[DEINE AUFGABEN]
• 1. Welche Bank wird in der Forumsdiskussion über die Amazon-Sperre im Zusammenhang mit Cum-Cum-Geschäften genannt?
• 2. Liste alle Benutzernamen auf, die in der Forumsdiskussion über die Amazon-Sperre vor „schrieb:“ stehen, und nenne jeden nur einmal.
• 3. Setze die Forumsdiskussion über die Amazon-Sperre an der Stelle fort, an der sie endet.
---------- SEITE
Mac_Leichlingen schrieb:


> Das ist wie bei der Commerzbank. Bei den Cum-Cum-Geschäften bewegt man sich auch im Rahmen der Rechtslage. Da muss man schon Verständnis für aufbringen.



Entweder ist es legal oder es ist nicht legal. Wo soll da jetzt das Problem sein?



Mac_Leichlingen schrieb:


> Jedem Händler steht es frei zu entscheiden mit wem er Handeln möchte. Wenn ein Kunde mehr Kosten als Gewinn verursacht, dann trennt man sich halt von ihm.



Lies dir den Thread durch. Das war nie die Begründung seitens Amazon. 



Mac_Leichlingen schrieb:


> Amazon ist eigentlich sehr kulant. Ich hoffe das bleibt so und wird nicht durch ein schamloses Ausnutzen der "Rechtslage" zerstört.



Und ich hoffe (obwohl ich eigentlich dagegen bin), dass TTIP doch eingeführt wird, damit die ganzen Amazon-Verfechter mal sehen können, wie es zugeht, wenn der Konzern das Sagen hat und Verbraucherechte bis zur Unkenntlichkeit geschleift werden.



Flipbo219 schrieb:


> Die Frage ist ja wann kann man vom ausnutzen sprechen? Ich definiere das mal für mich kurz mit einem kleinen Beispiel:
> Provozierte Auffahrunfälle bei denen Betrüger die Rechtslage ausnutzen.



Ist eine Straftat:

StGB - Einzelnorm

Das Problem ist hier nicht, dass da eine Rechtslage ausgenutzt wird (es sein denn du kannst mir sagen welche), sondern, dass die Beweisführung schwierig ist. 



Flipbo219 schrieb:


> Und hinter Gewerkschaften stehe ich voll und ganz. Wenigstens gibt es noch ein paar wenige die für Ihre Sache kämpfen.



Schön sowas noch zu lesen. Da gibt es mMn (leider) zu wenig Verständnis in der Bevölkerung.



interessierterUser schrieb:


> Ich erkläre es Dir. Es gibt hier eine Diskussion zu einem Menschen, der bei Amazon gespeert wurde. Warum, wissen wir nicht, was alles vorgefallen ist, wissen wir nicht, ob es juristisch einwandfrei ist, wissen wir nicht.
--------------------
---------- AUSZÜGE AUS DATENSÄTZEN
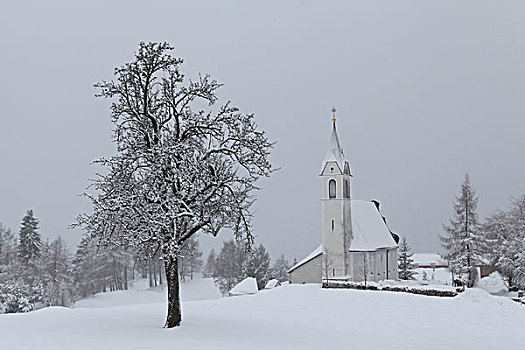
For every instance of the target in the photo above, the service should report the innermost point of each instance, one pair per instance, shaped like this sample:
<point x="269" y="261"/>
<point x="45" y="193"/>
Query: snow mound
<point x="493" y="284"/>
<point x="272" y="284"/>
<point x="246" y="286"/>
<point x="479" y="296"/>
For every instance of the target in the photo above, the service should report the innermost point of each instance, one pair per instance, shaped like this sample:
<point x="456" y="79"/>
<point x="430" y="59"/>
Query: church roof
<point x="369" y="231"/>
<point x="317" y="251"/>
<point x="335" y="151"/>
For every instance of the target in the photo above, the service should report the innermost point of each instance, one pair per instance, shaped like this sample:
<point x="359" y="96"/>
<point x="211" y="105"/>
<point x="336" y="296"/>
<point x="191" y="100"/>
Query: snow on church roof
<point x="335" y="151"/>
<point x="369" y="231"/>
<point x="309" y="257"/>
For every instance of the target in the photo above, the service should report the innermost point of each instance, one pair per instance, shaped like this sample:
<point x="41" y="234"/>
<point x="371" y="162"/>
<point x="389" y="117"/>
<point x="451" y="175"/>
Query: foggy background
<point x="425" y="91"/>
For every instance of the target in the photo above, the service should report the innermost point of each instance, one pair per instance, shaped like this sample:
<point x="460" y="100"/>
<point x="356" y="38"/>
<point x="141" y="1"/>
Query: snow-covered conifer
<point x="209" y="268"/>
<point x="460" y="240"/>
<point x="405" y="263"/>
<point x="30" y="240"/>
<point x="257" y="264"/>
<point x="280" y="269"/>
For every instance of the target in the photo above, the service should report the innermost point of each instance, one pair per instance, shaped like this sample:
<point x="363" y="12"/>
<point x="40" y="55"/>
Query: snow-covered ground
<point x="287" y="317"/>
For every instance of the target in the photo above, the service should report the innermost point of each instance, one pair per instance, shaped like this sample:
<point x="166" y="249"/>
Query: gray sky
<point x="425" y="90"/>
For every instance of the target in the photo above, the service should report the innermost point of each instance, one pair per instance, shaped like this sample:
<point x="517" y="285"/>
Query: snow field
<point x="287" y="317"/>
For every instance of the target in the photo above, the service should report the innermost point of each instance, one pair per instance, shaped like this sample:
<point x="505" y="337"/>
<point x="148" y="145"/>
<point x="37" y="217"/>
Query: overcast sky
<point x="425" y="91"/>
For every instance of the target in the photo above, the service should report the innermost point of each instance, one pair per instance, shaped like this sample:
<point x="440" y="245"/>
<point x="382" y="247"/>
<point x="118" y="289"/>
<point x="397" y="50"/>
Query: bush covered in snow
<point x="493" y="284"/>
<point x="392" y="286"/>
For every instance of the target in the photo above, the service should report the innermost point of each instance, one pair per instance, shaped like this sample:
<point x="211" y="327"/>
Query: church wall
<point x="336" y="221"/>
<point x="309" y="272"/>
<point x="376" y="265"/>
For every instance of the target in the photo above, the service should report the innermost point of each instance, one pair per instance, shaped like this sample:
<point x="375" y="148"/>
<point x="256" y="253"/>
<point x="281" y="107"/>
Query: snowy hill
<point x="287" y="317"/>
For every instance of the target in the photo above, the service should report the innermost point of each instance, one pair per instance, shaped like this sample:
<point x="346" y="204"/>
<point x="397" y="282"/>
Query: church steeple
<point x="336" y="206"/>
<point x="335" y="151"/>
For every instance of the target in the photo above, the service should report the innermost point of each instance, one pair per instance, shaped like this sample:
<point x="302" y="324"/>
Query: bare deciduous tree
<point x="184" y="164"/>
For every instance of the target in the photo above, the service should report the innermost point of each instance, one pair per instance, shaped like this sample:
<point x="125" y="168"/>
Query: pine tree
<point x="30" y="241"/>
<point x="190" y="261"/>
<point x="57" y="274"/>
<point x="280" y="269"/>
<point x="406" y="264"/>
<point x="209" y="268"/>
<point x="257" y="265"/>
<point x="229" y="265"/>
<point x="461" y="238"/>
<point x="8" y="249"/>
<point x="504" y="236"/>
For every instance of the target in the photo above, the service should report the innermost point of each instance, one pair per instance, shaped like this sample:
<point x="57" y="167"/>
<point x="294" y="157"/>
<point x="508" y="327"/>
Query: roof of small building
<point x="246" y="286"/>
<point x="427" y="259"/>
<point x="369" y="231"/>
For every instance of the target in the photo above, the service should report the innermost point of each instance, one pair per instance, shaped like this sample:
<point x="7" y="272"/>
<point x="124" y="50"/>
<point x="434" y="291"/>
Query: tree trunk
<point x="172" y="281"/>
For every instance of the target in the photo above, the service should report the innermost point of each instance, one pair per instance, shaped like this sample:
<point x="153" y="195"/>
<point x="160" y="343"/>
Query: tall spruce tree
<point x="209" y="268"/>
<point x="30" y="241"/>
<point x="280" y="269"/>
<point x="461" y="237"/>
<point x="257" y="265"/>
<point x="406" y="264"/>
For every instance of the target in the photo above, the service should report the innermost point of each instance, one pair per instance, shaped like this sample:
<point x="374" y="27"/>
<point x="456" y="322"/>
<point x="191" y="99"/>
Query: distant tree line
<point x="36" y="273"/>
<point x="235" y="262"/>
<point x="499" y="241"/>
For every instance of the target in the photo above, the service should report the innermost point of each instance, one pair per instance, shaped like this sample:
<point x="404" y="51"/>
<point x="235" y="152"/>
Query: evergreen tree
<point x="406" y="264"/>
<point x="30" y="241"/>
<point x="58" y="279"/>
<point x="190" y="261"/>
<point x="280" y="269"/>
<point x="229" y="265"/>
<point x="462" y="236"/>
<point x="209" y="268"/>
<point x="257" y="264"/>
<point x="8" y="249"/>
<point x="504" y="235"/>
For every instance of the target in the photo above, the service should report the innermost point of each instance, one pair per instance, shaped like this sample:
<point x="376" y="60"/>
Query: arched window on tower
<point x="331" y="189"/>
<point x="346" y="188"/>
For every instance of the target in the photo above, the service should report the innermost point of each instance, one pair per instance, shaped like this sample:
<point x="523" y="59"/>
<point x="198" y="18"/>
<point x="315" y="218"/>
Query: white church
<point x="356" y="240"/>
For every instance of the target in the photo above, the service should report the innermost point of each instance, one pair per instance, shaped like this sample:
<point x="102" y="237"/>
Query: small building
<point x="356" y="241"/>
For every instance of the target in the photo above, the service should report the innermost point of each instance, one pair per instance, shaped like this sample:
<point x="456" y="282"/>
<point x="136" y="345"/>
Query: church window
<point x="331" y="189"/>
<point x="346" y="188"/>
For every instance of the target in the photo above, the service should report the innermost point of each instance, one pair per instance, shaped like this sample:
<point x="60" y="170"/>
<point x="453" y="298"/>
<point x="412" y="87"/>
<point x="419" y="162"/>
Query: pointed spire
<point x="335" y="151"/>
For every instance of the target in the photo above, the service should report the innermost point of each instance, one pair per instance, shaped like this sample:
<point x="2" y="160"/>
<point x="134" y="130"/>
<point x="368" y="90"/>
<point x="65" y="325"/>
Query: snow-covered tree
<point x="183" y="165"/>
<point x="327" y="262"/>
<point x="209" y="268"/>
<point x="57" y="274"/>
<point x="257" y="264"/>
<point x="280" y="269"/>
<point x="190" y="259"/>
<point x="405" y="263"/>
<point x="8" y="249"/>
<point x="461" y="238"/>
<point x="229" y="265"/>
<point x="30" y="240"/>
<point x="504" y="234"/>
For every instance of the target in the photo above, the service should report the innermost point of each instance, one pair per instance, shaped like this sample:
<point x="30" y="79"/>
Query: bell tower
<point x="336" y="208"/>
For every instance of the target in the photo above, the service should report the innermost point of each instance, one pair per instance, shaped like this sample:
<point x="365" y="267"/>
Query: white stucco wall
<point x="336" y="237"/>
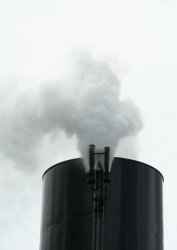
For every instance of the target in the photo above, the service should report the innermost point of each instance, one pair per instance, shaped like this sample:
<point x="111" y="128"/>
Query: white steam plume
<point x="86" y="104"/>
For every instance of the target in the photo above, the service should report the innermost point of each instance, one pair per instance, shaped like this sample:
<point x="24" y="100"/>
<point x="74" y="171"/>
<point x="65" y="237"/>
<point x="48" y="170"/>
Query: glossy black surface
--------------------
[ANTWORTEN IN REIHENFOLGE]
• 1. Die Commerzbank.

• 2. Mac_Leichlingen, Flipbo219, interessierterUser

• 3.
> 
> Wie beschreiben darum angelehnt an den Artikel Beispiele, z.B. meines mit zehn bestellten CPUs, anhand derer wir mögliche und sinnvolle Verhaltensweisen von Händlern und Kunden darlegen. In diesen Beispielen geht es auch um Ausnutzen und es sind bewußt extreme Beispiele, die aber auch Basis zumindest meiner Erfahrung durchaus gehäuft vorkommen. Das bedeutet aber nicht, dass wir dem im Artikel beschriebenen Kunden dieses Verhalten unterstellen, wir VERMUTEN auf Basis unserer Erfahrung nur, dass es so oder so ähnlich sein könnte. Den Unterschied verstehst Du nicht? Man nennt so etwas Abstraktionsvermögen.
> 
> ...



Und ich *vermute* eben, dass Amazon hier versucht, Kunden die ihre gesetzlichen Rechte wahrnehmen, auszusperren, ein Vorgang der juristisch nicht haltbar ist.

Aufgrund der Ereignisse von Amazon in der Vergangenheit eine genauso gut vorstellbares Szenario. 

Warum soll ich einseitig einem globalen Wirtschaftsunternehmen glauben, dass sowieso kein Interesse an Verbraucherrechten hat?


----------



## Gast1666645802 (3. Mai 2016)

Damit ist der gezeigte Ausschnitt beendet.